* DOCUMENT SECTION *
%%
As multiparameter flow cytometry becomes more complex, the volume of information generated grows exponentially. A typical four-colour experiment, identifying only positive and negative populations, could generate 16 potential subsets for analysis, while eight- and 18-colour experiments could generate 256 and 262 144 possible subsets, respectively. This sometimes exceeds the capabilities of researchers, computer processors and software. Fortunately, strategies and tools for the presentation and analysis of complex, multiparameter datasets are slowly emerging; however, there remains a critical need for additional work in this area. Analysis systems that rely heavily on the researcher (i.e. ‘manually managed’) are the most developed, but in the future we may rely increasingly on computer-driven analysis.
Historically, flow cytometry data have been plotted on a simple log scale to accommodate the wide dynamic range of the data – and because many fluorescence distributions are log-normal. However, in multiparametric fluorescence analyses, the distributions of events at low fluorescence are no longer log-normal; furthermore, the measurements can include values that are approaching zero and even have negative values (this arises from relatively large errors in measurements propagated by fluorescence spillover compensation).41 The end result was distributions that were difficult to interpret, and that could include a tremendous number of events ‘piled up’ on the axis of the log scale.43 Recently, new methods to scale the data (e.g. Logicle scaling)43,44 have become widely available to address this problem. This scaling smoothly combines a logarithmic scaling for highly fluorescent distributions with a linear scaling for measurements near zero, resulting in data displays that are far more intuitive and understandable to researchers. While seemingly arcane, this change in the visualization of multiparameter data has revolutionized the analysis and presentation of these complex data.
Manually managed analysis
When data analysis is managed manually, the choice of which relationships are examined is typically hypothesis driven, and a limited number of parameters are compared. This can provide focused and biologically plausible results; however, such analyses can miss data relationships that researchers had not envisioned. Moreover, the analysis methods of the researchers may influence outcomes. In this regard, certain methods may be used to ensure that populations of interest are identified correctly, easily quantified, correctly compared and optimally presented.
Once cell populations are correctly identified, they can be quantified and their frequency compared across groups. Generating gates to define every distinct subset can be cumbersome; therefore, we define cells positive for each parameter individually, and then use Boolean gating algorithms to combine positive and negative subsets for each marker in every possible combination. The results, in a six-colour experiment, are 64 distinct subsets automatically generated from the single parameter gates. Clearly, this process is highly dependent on how the researcher determines the cut-off between positive and negative populations, a potential source of bias that could be avoided using computer-driven analysis techniques (e.g. clustering). In any case, the frequency of each subset can be displayed and compared against groups using the recently developed pestle and spice software suite (M. Roederer, Vaccine Research Center, NIAID, NIH), which can also mask specific variables or display the frequency of cells expressing a partial (e.g. three-colour) phenotype.
%%
* ACTIVITIES *
**a.** Copy the section of the flow cytometry passage starting with "As multiparameter flow" and going on through "on computer-driven analysis.".
**b.** In the flow cytometry passage, what two kinds of scaling does Logicle scaling combine, and for which measurements is each used?
The saved data entries are not needed for this work.

Saved data entries:
%%
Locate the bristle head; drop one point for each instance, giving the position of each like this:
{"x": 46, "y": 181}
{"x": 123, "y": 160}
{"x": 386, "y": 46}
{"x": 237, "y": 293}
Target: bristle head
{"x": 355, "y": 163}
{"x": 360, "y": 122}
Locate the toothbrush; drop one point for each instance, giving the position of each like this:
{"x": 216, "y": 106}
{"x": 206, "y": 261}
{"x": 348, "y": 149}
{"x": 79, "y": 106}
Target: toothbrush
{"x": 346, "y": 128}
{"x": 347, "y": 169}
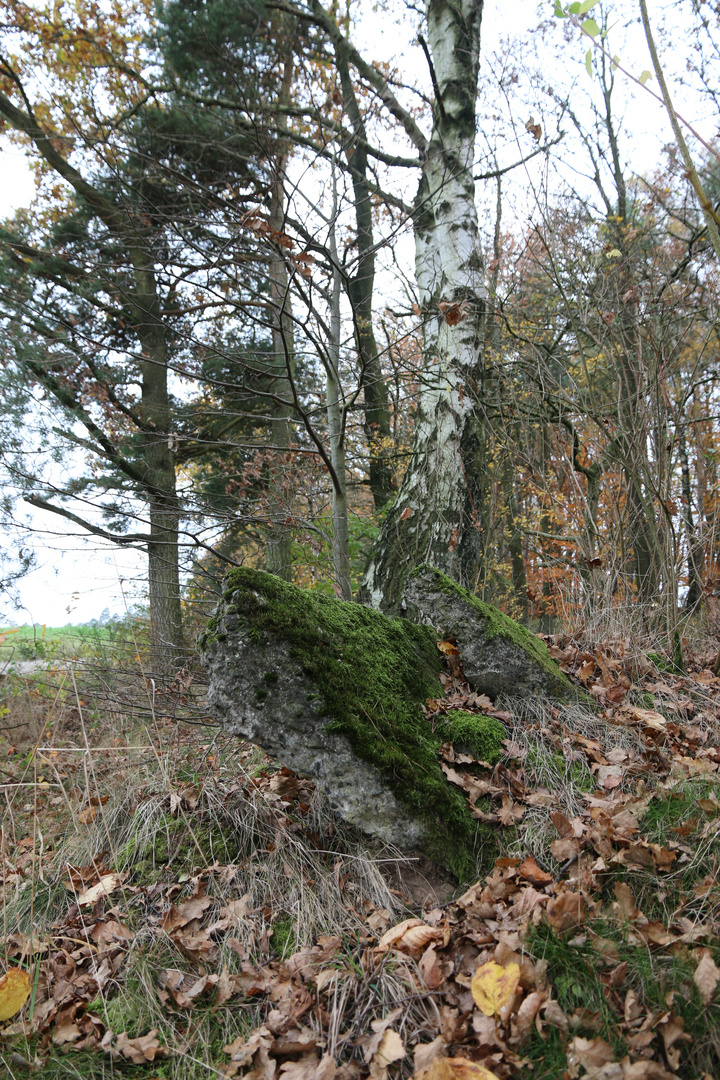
%%
* WRITTEN ANSWERS *
**a.**
As multiparameter flow cytometry becomes more complex, the volume of information generated grows exponentially. A typical four-colour experiment, identifying only positive and negative populations, could generate 16 potential subsets for analysis, while eight- and 18-colour experiments could generate 256 and 262 144 possible subsets, respectively. This sometimes exceeds the capabilities of researchers, computer processors and software. Fortunately, strategies and tools for the presentation and analysis of complex, multiparameter datasets are slowly emerging; however, there remains a critical need for additional work in this area. Analysis systems that rely heavily on the researcher (i.e. ‘manually managed’) are the most developed, but in the future we may rely increasingly on computer-driven analysis.

**b.** It combines logarithmic scaling for highly fluorescent distributions with linear scaling for measurements near zero.